[SUPPLIED RECORDS Boundary: Start]

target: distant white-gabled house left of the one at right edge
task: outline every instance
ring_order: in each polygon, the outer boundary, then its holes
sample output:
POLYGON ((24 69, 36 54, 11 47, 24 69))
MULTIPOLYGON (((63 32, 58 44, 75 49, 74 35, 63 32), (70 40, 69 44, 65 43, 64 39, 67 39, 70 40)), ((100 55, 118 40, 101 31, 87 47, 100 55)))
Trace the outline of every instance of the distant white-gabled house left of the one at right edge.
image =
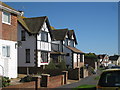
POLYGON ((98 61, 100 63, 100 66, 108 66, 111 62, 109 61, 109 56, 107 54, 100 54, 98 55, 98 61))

[SUPPLIED RECORDS Boundary: End]

ASSIGNMENT:
From the records above, reproduce exactly the lines from the one with "MULTIPOLYGON (((63 32, 58" to the one with "Trace the outline", both included, and no others.

SOLUTION TO THE PROBLEM:
MULTIPOLYGON (((63 32, 58 44, 75 49, 74 35, 63 32), (70 40, 69 44, 65 43, 64 39, 67 39, 70 40)), ((100 55, 118 40, 101 31, 87 47, 100 55)))
Trace the outline of every instance of the distant white-gabled house left of the one at right edge.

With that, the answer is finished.